* START DATA EXTRACT *

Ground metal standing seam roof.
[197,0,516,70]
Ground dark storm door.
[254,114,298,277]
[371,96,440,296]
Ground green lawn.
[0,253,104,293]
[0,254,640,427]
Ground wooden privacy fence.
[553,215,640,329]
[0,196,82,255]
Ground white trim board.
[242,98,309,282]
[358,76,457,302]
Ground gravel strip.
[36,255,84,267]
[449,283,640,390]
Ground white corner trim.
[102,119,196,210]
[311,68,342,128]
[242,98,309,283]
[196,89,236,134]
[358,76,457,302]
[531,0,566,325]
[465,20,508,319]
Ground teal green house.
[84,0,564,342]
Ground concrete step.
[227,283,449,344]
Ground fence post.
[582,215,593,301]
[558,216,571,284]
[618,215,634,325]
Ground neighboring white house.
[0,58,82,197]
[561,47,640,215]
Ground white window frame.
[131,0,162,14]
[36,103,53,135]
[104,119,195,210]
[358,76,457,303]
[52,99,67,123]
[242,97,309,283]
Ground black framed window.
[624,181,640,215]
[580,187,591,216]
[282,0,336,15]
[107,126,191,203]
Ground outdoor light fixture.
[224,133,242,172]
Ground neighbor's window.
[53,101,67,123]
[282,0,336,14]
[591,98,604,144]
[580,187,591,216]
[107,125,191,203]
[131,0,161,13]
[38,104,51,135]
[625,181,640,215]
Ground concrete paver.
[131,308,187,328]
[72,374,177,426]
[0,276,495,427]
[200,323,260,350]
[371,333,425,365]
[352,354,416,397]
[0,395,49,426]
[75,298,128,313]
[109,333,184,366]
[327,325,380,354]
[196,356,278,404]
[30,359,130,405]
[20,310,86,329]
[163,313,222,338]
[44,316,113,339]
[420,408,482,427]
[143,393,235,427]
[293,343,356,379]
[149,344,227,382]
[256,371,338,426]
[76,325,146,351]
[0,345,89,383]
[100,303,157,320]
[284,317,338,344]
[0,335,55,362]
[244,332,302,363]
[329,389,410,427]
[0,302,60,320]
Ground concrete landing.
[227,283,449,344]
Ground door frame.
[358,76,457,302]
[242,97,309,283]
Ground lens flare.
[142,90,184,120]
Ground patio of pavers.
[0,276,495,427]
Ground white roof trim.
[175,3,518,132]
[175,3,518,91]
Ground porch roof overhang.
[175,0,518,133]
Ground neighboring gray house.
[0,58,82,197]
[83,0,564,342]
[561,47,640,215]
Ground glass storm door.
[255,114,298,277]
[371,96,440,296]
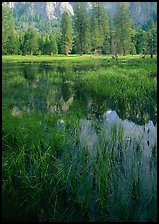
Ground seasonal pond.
[2,61,157,221]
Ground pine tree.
[61,12,73,55]
[91,2,110,54]
[114,2,131,55]
[73,2,91,55]
[23,27,39,55]
[146,18,157,58]
[50,34,58,54]
[134,29,146,54]
[2,5,18,54]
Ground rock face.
[5,2,157,29]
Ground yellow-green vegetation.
[2,54,145,62]
[2,55,157,222]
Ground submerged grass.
[2,56,157,222]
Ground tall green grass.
[2,59,157,222]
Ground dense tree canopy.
[2,2,157,58]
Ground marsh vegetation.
[2,56,157,222]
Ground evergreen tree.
[114,2,131,55]
[23,27,39,55]
[91,2,110,54]
[147,18,157,58]
[61,12,73,55]
[134,29,146,54]
[130,28,136,54]
[73,2,91,55]
[44,34,51,55]
[50,34,58,54]
[2,5,18,54]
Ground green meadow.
[2,55,157,222]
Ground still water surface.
[2,63,157,219]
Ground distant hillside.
[5,2,157,29]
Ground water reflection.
[79,110,157,214]
[3,62,156,124]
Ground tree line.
[2,2,157,57]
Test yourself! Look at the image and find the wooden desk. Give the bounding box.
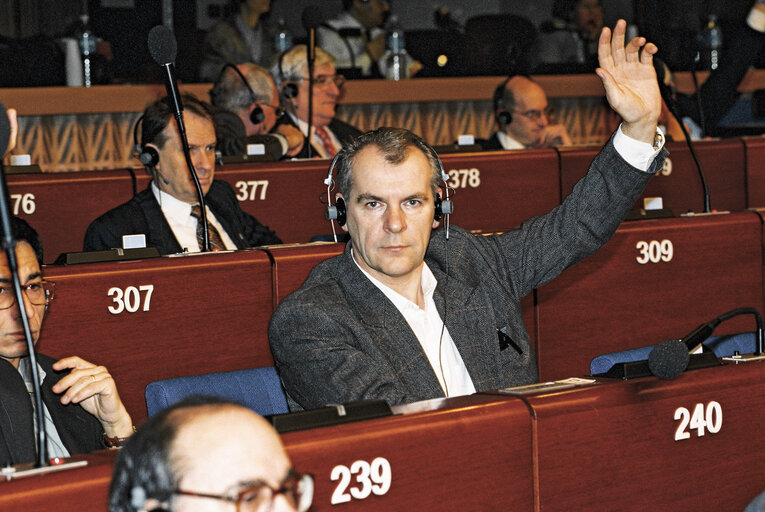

* END DATA EXTRACT *

▶ WHAT YOU NEED TO DO
List every line of the listing above that contains the string "trim". Treat the match as case-sensitive.

▶ COMPLETE OUTPUT
Ground white trim board.
Ground white corner trim.
Ground white roof trim.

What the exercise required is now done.